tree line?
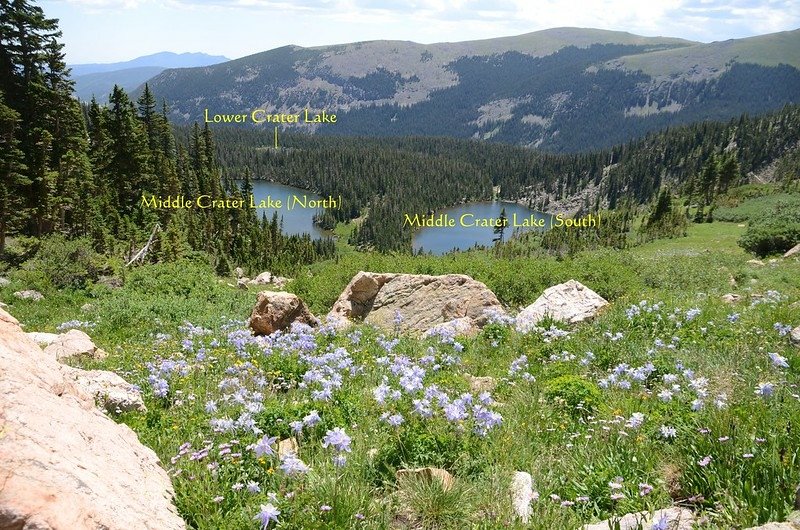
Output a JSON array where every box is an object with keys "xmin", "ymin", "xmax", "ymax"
[{"xmin": 0, "ymin": 0, "xmax": 333, "ymax": 274}]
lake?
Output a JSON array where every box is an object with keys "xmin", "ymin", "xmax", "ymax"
[
  {"xmin": 412, "ymin": 201, "xmax": 551, "ymax": 255},
  {"xmin": 248, "ymin": 181, "xmax": 328, "ymax": 238},
  {"xmin": 248, "ymin": 181, "xmax": 549, "ymax": 253}
]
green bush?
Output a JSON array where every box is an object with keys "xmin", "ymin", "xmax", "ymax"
[
  {"xmin": 17, "ymin": 235, "xmax": 105, "ymax": 289},
  {"xmin": 738, "ymin": 200, "xmax": 800, "ymax": 256},
  {"xmin": 543, "ymin": 374, "xmax": 602, "ymax": 417}
]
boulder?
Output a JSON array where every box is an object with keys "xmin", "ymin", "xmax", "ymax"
[
  {"xmin": 422, "ymin": 316, "xmax": 478, "ymax": 338},
  {"xmin": 97, "ymin": 276, "xmax": 123, "ymax": 289},
  {"xmin": 234, "ymin": 267, "xmax": 245, "ymax": 278},
  {"xmin": 249, "ymin": 271, "xmax": 273, "ymax": 285},
  {"xmin": 248, "ymin": 271, "xmax": 292, "ymax": 289},
  {"xmin": 0, "ymin": 277, "xmax": 10, "ymax": 287},
  {"xmin": 516, "ymin": 280, "xmax": 608, "ymax": 332},
  {"xmin": 62, "ymin": 367, "xmax": 146, "ymax": 413},
  {"xmin": 784, "ymin": 244, "xmax": 800, "ymax": 258},
  {"xmin": 43, "ymin": 329, "xmax": 108, "ymax": 361},
  {"xmin": 249, "ymin": 291, "xmax": 318, "ymax": 336},
  {"xmin": 278, "ymin": 437, "xmax": 299, "ymax": 459},
  {"xmin": 13, "ymin": 289, "xmax": 44, "ymax": 301},
  {"xmin": 237, "ymin": 278, "xmax": 250, "ymax": 290},
  {"xmin": 80, "ymin": 303, "xmax": 95, "ymax": 312},
  {"xmin": 791, "ymin": 326, "xmax": 800, "ymax": 347},
  {"xmin": 396, "ymin": 467, "xmax": 454, "ymax": 492},
  {"xmin": 465, "ymin": 374, "xmax": 497, "ymax": 394},
  {"xmin": 722, "ymin": 293, "xmax": 742, "ymax": 303},
  {"xmin": 272, "ymin": 276, "xmax": 291, "ymax": 289},
  {"xmin": 327, "ymin": 271, "xmax": 505, "ymax": 334},
  {"xmin": 747, "ymin": 259, "xmax": 765, "ymax": 266},
  {"xmin": 746, "ymin": 522, "xmax": 800, "ymax": 530},
  {"xmin": 581, "ymin": 507, "xmax": 695, "ymax": 530},
  {"xmin": 510, "ymin": 471, "xmax": 533, "ymax": 523},
  {"xmin": 0, "ymin": 307, "xmax": 185, "ymax": 530},
  {"xmin": 26, "ymin": 331, "xmax": 60, "ymax": 346}
]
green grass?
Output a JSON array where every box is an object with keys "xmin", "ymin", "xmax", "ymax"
[
  {"xmin": 2, "ymin": 226, "xmax": 800, "ymax": 529},
  {"xmin": 715, "ymin": 194, "xmax": 800, "ymax": 223}
]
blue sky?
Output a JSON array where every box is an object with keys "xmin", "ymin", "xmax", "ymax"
[{"xmin": 44, "ymin": 0, "xmax": 800, "ymax": 64}]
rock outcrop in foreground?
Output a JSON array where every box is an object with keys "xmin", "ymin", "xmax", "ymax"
[
  {"xmin": 517, "ymin": 279, "xmax": 608, "ymax": 332},
  {"xmin": 249, "ymin": 291, "xmax": 318, "ymax": 336},
  {"xmin": 327, "ymin": 271, "xmax": 505, "ymax": 334},
  {"xmin": 0, "ymin": 308, "xmax": 184, "ymax": 530}
]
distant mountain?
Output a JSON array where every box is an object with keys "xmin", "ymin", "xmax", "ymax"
[
  {"xmin": 142, "ymin": 28, "xmax": 800, "ymax": 152},
  {"xmin": 70, "ymin": 52, "xmax": 229, "ymax": 101}
]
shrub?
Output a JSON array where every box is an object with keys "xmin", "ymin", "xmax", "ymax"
[
  {"xmin": 543, "ymin": 374, "xmax": 602, "ymax": 417},
  {"xmin": 18, "ymin": 235, "xmax": 105, "ymax": 289},
  {"xmin": 738, "ymin": 200, "xmax": 800, "ymax": 256}
]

━━━━━━━━━━

• What you are asked to do
Transcribe the entries above word for word, but leave every picture out of your copy.

• Exercise result
tree line?
Output a JSON array where every box is an object with keys "xmin", "ymin", "xmax", "ymax"
[{"xmin": 0, "ymin": 0, "xmax": 333, "ymax": 274}]
lake?
Output a JSON array where every box is an object with keys "xmin", "ymin", "xmax", "ymax"
[
  {"xmin": 412, "ymin": 201, "xmax": 551, "ymax": 255},
  {"xmin": 248, "ymin": 181, "xmax": 328, "ymax": 238},
  {"xmin": 248, "ymin": 181, "xmax": 549, "ymax": 253}
]
green bush?
Output a JSON array where every box is an object with keys "xmin", "ymin", "xmax", "ymax"
[
  {"xmin": 17, "ymin": 235, "xmax": 105, "ymax": 289},
  {"xmin": 738, "ymin": 200, "xmax": 800, "ymax": 256},
  {"xmin": 543, "ymin": 374, "xmax": 602, "ymax": 417}
]
boulder?
Output a JSON array where every box is an object with keys "xmin", "ymin", "xmax", "ymax"
[
  {"xmin": 422, "ymin": 316, "xmax": 478, "ymax": 338},
  {"xmin": 97, "ymin": 276, "xmax": 123, "ymax": 289},
  {"xmin": 234, "ymin": 267, "xmax": 245, "ymax": 278},
  {"xmin": 249, "ymin": 271, "xmax": 273, "ymax": 285},
  {"xmin": 248, "ymin": 271, "xmax": 292, "ymax": 289},
  {"xmin": 0, "ymin": 277, "xmax": 10, "ymax": 287},
  {"xmin": 516, "ymin": 280, "xmax": 608, "ymax": 332},
  {"xmin": 62, "ymin": 367, "xmax": 146, "ymax": 413},
  {"xmin": 784, "ymin": 244, "xmax": 800, "ymax": 258},
  {"xmin": 43, "ymin": 329, "xmax": 108, "ymax": 361},
  {"xmin": 249, "ymin": 291, "xmax": 318, "ymax": 336},
  {"xmin": 278, "ymin": 437, "xmax": 299, "ymax": 459},
  {"xmin": 13, "ymin": 289, "xmax": 44, "ymax": 301},
  {"xmin": 237, "ymin": 278, "xmax": 250, "ymax": 290},
  {"xmin": 80, "ymin": 303, "xmax": 95, "ymax": 312},
  {"xmin": 791, "ymin": 326, "xmax": 800, "ymax": 347},
  {"xmin": 396, "ymin": 467, "xmax": 454, "ymax": 492},
  {"xmin": 465, "ymin": 374, "xmax": 497, "ymax": 394},
  {"xmin": 722, "ymin": 293, "xmax": 742, "ymax": 303},
  {"xmin": 272, "ymin": 276, "xmax": 291, "ymax": 289},
  {"xmin": 327, "ymin": 271, "xmax": 505, "ymax": 334},
  {"xmin": 747, "ymin": 259, "xmax": 765, "ymax": 266},
  {"xmin": 746, "ymin": 522, "xmax": 800, "ymax": 530},
  {"xmin": 581, "ymin": 507, "xmax": 695, "ymax": 530},
  {"xmin": 510, "ymin": 471, "xmax": 533, "ymax": 523},
  {"xmin": 0, "ymin": 307, "xmax": 185, "ymax": 530},
  {"xmin": 26, "ymin": 331, "xmax": 60, "ymax": 346}
]
green grass?
Output a JSON array where every box is an object with keys "xmin", "ymin", "xmax", "ymax"
[
  {"xmin": 2, "ymin": 226, "xmax": 800, "ymax": 529},
  {"xmin": 715, "ymin": 194, "xmax": 800, "ymax": 223}
]
blue sky?
Output a JSON array where every box is an object with keys "xmin", "ymin", "xmax", "ymax"
[{"xmin": 44, "ymin": 0, "xmax": 800, "ymax": 64}]
rock outcrop in foreground?
Output a JSON array where every box is an object with keys "xmin", "ymin", "xmax", "ymax"
[
  {"xmin": 517, "ymin": 279, "xmax": 608, "ymax": 332},
  {"xmin": 249, "ymin": 291, "xmax": 318, "ymax": 336},
  {"xmin": 327, "ymin": 271, "xmax": 505, "ymax": 334},
  {"xmin": 0, "ymin": 308, "xmax": 184, "ymax": 530}
]
distant mountain?
Output a JSON array where every box is an object with keys "xmin", "ymin", "xmax", "ymax"
[
  {"xmin": 142, "ymin": 28, "xmax": 800, "ymax": 152},
  {"xmin": 70, "ymin": 52, "xmax": 229, "ymax": 101}
]
shrub?
Output a JSON array where every box is an object with keys "xmin", "ymin", "xmax", "ymax"
[
  {"xmin": 543, "ymin": 374, "xmax": 602, "ymax": 417},
  {"xmin": 18, "ymin": 235, "xmax": 105, "ymax": 289},
  {"xmin": 738, "ymin": 200, "xmax": 800, "ymax": 256}
]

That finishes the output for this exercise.